> **Okunacak Metin**:
##########

TEKLİF-ÖNERİ-SÖZLER...

Özgür DENİZ - 21.12.2016

SAYIN DEVLETİM! SAYIN CUMHURBAŞKANIM! SAYIN BAŞBAKANIM! SAYIN MİLLİ EĞİTİM BAKANIM!

 

İlk evvelde şunu ifade edeyim: Münafık değilim. Hain değilim. Riyakâr değilim. Makam, mansıp, paye derdinde hiç değilim. Sadece samimiyim. Ciğerim yanar taaa derinden. Derin duygusalım. Aklımı kendim kullanırım. Hiçbir klik, fraksiyon, gurup müntesibi değilim. Allah’tan başka sahibi olmayan bir kulum. Kul tapıcısı değilim. İstiyorum ki kudretli bir devletim, bilinçli ve eylemi, söylemi tenasüp içinde olan asil bir milletim olsun. İstiyorum ki, devlet ve millet olarak sözümüz olsun. Yumruğumuzu vurduk mu ses getirsin. İstiyorum ki, yürekleri ve bedenleri tertemiz, kafası ve kalbi aydınlık, umut dolu, ilim ve irfan sahibi nesillerimiz olsun. İstiyorum ki, adalet ve ahlak, önce yüreklerimiz de, sonra da toplumumuz da egemen olsun.

 

Daha sonra şunu ifade edeyim: Millet ve Devlet olarak, terakki kaydetmek, sahici devrimci hamleler yapmak, müreffeh bir varlıksal konuma erişmek, gönenç içinde yaşamak, evrensel platformda layık olduğumuz yeri almak, söz sahibi olmak, söylediğimiz sözü her hâlükârda dinletmek, soydaş ve dindaş dünyaya ağabeylik yapmak istiyor muyuz? Buna cidden bir karar vermek zorundayız. Sonra da eyleme geçmek durumundayız. Yani hem söylemde hem de eylem de ciddiyet, samimiyet, disiplin sonsuz öneme haizdir. Samimiyet yoksa, her şey ama her şey boştur, anlamsızdır. Söylem ve eylem insicamı, varoluş, yokoluş kavgası kadar ehemmiyet arz eden bir durumdur. İman-amel ilişkisi durumu yani.

##########

> **Görevler**:
#1 Devlete seslenen yazıdaki "SAYIN DEVLETİM! SAYIN" ifadesinden "da egemen olsun." ifadesine kadar uzanan bölümü kelimesi kelimesine aktarır mısınız?
#2 Devlete seslenen yazıyı kaldığı yerden sürdürür müsünüz?
Görevler için malzemeye gerek yoktur.

> **Veri Bölümü**:
##########

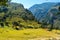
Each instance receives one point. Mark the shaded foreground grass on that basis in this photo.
(26, 34)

##########

> **Görev Sonuçları**:
#1
SAYIN DEVLETİM! SAYIN CUMHURBAŞKANIM! SAYIN BAŞBAKANIM! SAYIN MİLLİ EĞİTİM BAKANIM!

 

İlk evvelde şunu ifade edeyim: Münafık değilim. Hain değilim. Riyakâr değilim. Makam, mansıp, paye derdinde hiç değilim. Sadece samimiyim. Ciğerim yanar taaa derinden. Derin duygusalım. Aklımı kendim kullanırım. Hiçbir klik, fraksiyon, gurup müntesibi değilim. Allah’tan başka sahibi olmayan bir kulum. Kul tapıcısı değilim. İstiyorum ki kudretli bir devletim, bilinçli ve eylemi, söylemi tenasüp içinde olan asil bir milletim olsun. İstiyorum ki, devlet ve millet olarak sözümüz olsun. Yumruğumuzu vurduk mu ses getirsin. İstiyorum ki, yürekleri ve bedenleri tertemiz, kafası ve kalbi aydınlık, umut dolu, ilim ve irfan sahibi nesillerimiz olsun. İstiyorum ki, adalet ve ahlak, önce yüreklerimiz de, sonra da toplumumuz da egemen olsun.

#2
 

En sonunda da şunu ifade edeyim: Sözümü fazla uzatmak ve gereksiz kelimelerle boğup, meramımı tesirsiz ve anlamsız kılmak istemiyorum. Eğer, bendenizi dinlerseniz lütfen ve düşüncelerime değer verirseniz ve değer verdiğiniz düşüncelerimi eyleme geçirirseniz, vallahi, billahi, tallahi bu ülke kısa zamanda çok ciddi terakki kaydeder, hakikatli ve muhakkak bir devrimsel hamle yapmış olur ama mutlak surette icrası iktiza eder. Eğitim ve sair konularda ki düşüncelerimin dinlenilmesini arzularım. Ama asla ve kata hitapta bulunduğum saygın ve mühim mevkilerde bulunan şahsiyetler haricinde hiçbir insanoğluyla düşüncelerimi paylaşmak istemiyorum ve paylaşmam da. Diyeceğim odur ki, söylerim dinlenilir ama değer verilip dikkate alınmaz ve icrası ifa edilmezse, samimiyetimiz üzerinde şüphe bulutları dolaşıyor demektir. O zaman da sözün bittiği yer olur. Yani haddizatında her şey söylemde kalıyormuş gibi bir izlenim oluşur ve yukarıda ifade ettiğimiz ideallerimizin de filhakika sadece dil ucunda kaldığı tezahür etmiş olur. Eğer söylediklerim uygulanır ve netice alınmazsa, sonucuna katlanırım. Çırpınışım, ülkem, devletim, milletim, soydaş ve dindaş tüm ümmetim içindir, daha ötesi insanlık namınadır. Yüreğimin yangınlar içinde bulunmasından dolayı artık yüreğimi dökmek istedim. Büyük iddialar; samimiyet, ciddiyet, gayret barındıran yüce eylemleri koşul kılar. Anlaşıldığıma inşaAllah inanıyorum.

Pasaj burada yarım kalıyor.